START Listed records

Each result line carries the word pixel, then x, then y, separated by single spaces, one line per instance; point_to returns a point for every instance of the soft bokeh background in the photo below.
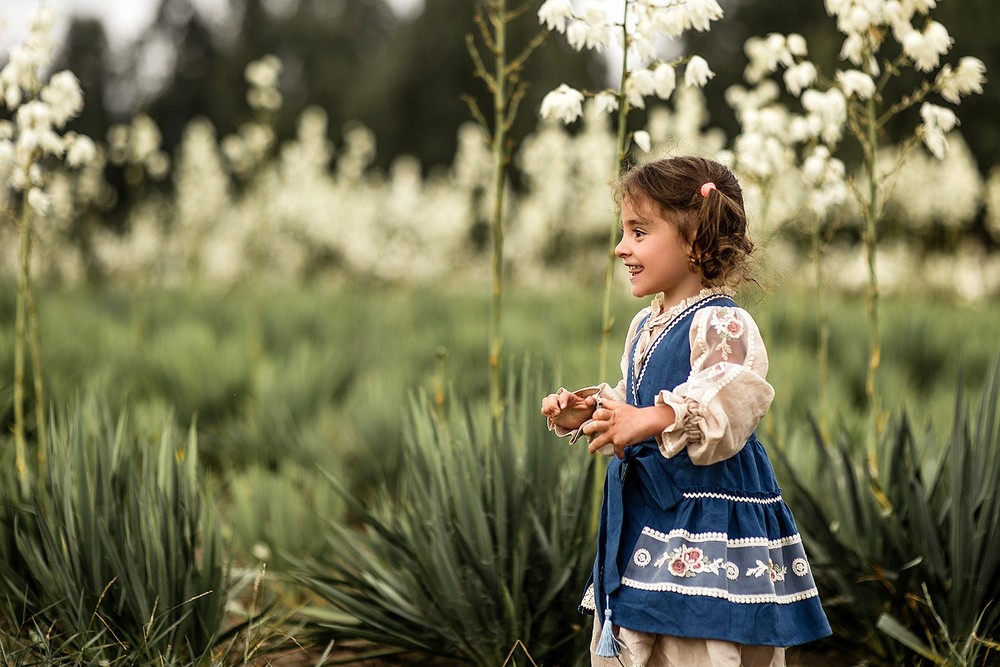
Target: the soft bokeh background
pixel 282 248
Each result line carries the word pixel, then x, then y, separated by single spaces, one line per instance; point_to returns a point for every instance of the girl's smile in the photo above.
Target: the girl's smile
pixel 654 253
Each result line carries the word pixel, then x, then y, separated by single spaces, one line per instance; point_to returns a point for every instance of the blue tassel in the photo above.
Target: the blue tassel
pixel 607 646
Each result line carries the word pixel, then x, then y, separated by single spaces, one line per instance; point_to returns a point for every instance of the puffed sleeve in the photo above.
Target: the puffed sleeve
pixel 605 390
pixel 726 395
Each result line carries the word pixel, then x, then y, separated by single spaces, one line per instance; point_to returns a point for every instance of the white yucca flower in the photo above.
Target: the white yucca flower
pixel 697 72
pixel 799 76
pixel 564 103
pixel 64 97
pixel 857 83
pixel 555 13
pixel 828 111
pixel 643 140
pixel 938 122
pixel 664 80
pixel 640 83
pixel 926 48
pixel 605 102
pixel 967 78
pixel 39 202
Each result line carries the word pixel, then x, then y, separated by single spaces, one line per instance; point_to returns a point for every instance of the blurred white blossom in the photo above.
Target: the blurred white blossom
pixel 697 72
pixel 563 103
pixel 856 82
pixel 554 13
pixel 967 78
pixel 927 47
pixel 938 122
pixel 799 76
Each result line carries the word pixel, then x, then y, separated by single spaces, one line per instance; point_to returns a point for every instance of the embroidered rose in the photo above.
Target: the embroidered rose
pixel 679 567
pixel 689 561
pixel 729 327
pixel 693 555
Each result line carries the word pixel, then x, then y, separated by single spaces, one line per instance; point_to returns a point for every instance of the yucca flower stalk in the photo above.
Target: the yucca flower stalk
pixel 504 82
pixel 642 23
pixel 40 109
pixel 855 99
pixel 786 161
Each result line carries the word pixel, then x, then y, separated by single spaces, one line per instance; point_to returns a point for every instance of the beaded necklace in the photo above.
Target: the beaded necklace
pixel 671 323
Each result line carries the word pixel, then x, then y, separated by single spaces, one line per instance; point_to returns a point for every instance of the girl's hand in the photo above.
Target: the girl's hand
pixel 620 425
pixel 567 410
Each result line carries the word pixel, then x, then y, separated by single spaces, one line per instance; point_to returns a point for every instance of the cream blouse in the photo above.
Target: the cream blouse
pixel 724 397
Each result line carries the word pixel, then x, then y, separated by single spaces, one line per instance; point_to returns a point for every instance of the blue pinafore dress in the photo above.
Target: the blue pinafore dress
pixel 708 552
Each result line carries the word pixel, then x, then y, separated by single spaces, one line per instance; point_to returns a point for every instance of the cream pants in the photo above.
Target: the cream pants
pixel 641 649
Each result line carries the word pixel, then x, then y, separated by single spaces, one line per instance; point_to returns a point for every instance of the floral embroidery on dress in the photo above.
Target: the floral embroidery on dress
pixel 729 327
pixel 776 573
pixel 688 561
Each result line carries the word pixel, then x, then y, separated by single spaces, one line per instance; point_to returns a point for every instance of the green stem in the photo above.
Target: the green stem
pixel 35 348
pixel 871 248
pixel 823 322
pixel 499 176
pixel 24 256
pixel 607 320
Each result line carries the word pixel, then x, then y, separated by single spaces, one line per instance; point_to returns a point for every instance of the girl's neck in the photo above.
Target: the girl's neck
pixel 680 299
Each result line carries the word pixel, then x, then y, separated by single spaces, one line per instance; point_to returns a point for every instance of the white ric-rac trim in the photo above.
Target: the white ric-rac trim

END Listed records

### Work task
Please retype exactly, and only, the lines starting at the one that contains "on dress in the photo above." and ending with the last line of the material.

### Answer for this exercise
Each result line carries the word pixel, then x, then y, separated by single spaces, one line per instance; point_to returns a point for every instance of the floral embroidery on dress in the photo above.
Target: the floral embroidery on dress
pixel 729 327
pixel 776 573
pixel 688 561
Each result line carries the word pixel, then x, then y, separated by single spaces, one line per instance; point_to returns a point for every instance of the green stem in the photo above.
Target: the green stem
pixel 35 348
pixel 871 248
pixel 823 322
pixel 499 176
pixel 24 256
pixel 607 320
Each result line carries the word pixel, then x, then y, separated by single spaces, one line per instance; point_to returns a point for every instance of the girl's neck in the photo above.
Target: the girl's neck
pixel 680 299
Each result line carries the word pixel, then x, then y, separated by single spaces, one line per instance; point_to returns a point for every instance of the white ric-rac trim in the photo above.
Target: the white ric-rac trim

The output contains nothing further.